→ **Extract to read**:
◇ ◇ ◇

Toronto Maple Leafs (3) at Columbus Blue Jackets (4) - Overtime
After a lackluster showing on Tuesday, the Columbus Blue Jackets needed to bring a fury of fire against the Toronto Maple Leafs. Head Coach John Tortorella thought the best way to get the fire going was to start the game with the third line of Nick Foligno, Boone Jenner, and Liam Foudy. Starting with grit, speed, and a strong veteran presence paired with youth seemed like a smart idea. Unfortunately, this wasn’t the case for the Jackets. The whole first period was full of disconnect and unfortunate plays.
With 5:45 left in the first period, Boone Jenner banged a puck off the crossbar. Despite not knowing whether the puck went in or not, he rushed the net to scoop up the rebound and almost scored. Andersen was able to slow the trajectory of the puck beneath his pads to prevent it from encroaching on the goal line. On this play, Jenner did something which the whole team failed to do on Tuesday night. Not only did he rebound his own shot, Jenner played until the whistle was blown. Had he not done either of those things, the Leafs likely would have picked up the rebound and tried to make a break down the ice towards Korpisalo.

◇ ◇ ◇

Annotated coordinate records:
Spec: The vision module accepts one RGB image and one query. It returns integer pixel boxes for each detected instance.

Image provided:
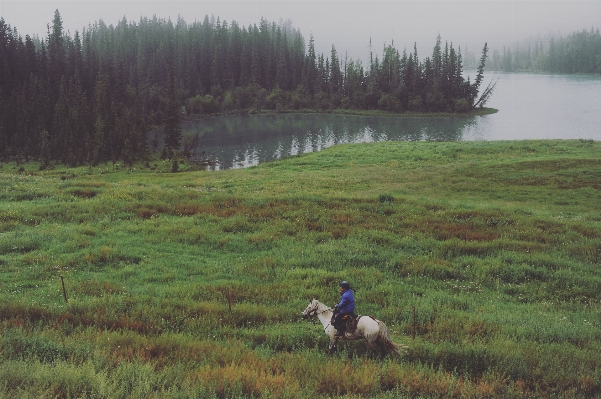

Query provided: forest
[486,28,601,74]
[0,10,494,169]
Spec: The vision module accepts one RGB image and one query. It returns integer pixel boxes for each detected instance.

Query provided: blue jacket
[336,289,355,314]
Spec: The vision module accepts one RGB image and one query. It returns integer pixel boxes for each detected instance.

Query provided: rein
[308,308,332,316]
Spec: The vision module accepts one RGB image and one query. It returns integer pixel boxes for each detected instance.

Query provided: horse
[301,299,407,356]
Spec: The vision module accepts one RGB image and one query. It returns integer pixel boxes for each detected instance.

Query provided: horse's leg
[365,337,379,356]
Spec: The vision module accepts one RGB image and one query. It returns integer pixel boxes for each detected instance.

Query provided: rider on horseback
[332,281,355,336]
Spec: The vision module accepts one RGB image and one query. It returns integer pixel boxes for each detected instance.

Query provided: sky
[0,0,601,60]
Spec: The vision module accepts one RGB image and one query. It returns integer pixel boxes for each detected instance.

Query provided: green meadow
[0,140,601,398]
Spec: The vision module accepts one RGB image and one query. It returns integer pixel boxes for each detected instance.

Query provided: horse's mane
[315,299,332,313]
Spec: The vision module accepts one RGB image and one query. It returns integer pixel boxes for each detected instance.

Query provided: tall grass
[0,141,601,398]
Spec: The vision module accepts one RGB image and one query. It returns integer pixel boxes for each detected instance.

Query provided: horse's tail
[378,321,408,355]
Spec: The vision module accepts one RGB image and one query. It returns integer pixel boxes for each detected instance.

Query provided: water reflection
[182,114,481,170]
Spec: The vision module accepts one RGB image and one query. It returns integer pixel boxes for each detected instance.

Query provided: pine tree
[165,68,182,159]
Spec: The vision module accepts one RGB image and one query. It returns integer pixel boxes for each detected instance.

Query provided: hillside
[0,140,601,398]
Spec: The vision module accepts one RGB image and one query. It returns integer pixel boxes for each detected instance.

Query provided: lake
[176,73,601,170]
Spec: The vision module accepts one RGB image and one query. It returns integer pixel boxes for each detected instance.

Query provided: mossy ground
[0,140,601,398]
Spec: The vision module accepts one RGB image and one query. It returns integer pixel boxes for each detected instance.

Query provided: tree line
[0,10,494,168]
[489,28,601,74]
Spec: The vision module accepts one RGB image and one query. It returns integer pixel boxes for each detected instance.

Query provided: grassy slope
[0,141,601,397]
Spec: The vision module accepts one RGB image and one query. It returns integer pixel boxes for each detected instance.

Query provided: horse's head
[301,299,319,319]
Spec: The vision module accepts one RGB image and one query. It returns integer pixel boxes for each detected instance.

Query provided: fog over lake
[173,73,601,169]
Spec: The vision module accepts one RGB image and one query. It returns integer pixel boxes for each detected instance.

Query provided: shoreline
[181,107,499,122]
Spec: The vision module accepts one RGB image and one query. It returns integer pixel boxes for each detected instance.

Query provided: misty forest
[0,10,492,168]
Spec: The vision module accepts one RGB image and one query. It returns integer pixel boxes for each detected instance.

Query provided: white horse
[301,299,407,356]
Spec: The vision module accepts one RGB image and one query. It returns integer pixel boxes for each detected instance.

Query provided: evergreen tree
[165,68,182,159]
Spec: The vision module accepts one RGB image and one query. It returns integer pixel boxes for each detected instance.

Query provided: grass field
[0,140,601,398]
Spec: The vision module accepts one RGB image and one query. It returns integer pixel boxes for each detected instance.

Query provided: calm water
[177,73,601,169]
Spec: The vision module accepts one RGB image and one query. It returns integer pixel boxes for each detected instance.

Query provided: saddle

◇ ◇ ◇

→ **Things to do**:
[a] Transcribe the hockey recap from "With 5:45 left" to "ice towards Korpisalo.".
[b] In the listing, from its first line to the line with "[308,308,332,316]", change "forest" to "woodland" and give those lines again with nothing else altered. Leave the pictures out.

→ **Answers**:
[a]
With 5:45 left in the first period, Boone Jenner banged a puck off the crossbar. Despite not knowing whether the puck went in or not, he rushed the net to scoop up the rebound and almost scored. Andersen was able to slow the trajectory of the puck beneath his pads to prevent it from encroaching on the goal line. On this play, Jenner did something which the whole team failed to do on Tuesday night. Not only did he rebound his own shot, Jenner played until the whistle was blown. Had he not done either of those things, the Leafs likely would have picked up the rebound and tried to make a break down the ice towards Korpisalo.

[b]
Spec: The vision module accepts one RGB image and one query. It returns integer pixel boxes for each detected instance.

Image provided:

Query provided: woodland
[486,28,601,74]
[0,10,494,169]
Spec: The vision module accepts one RGB image and one query. It returns integer pixel boxes for each detected instance.

Query provided: blue jacket
[336,289,355,314]
Spec: The vision module accepts one RGB image and one query. It returns integer pixel boxes for each detected instance.

Query provided: rein
[308,308,332,316]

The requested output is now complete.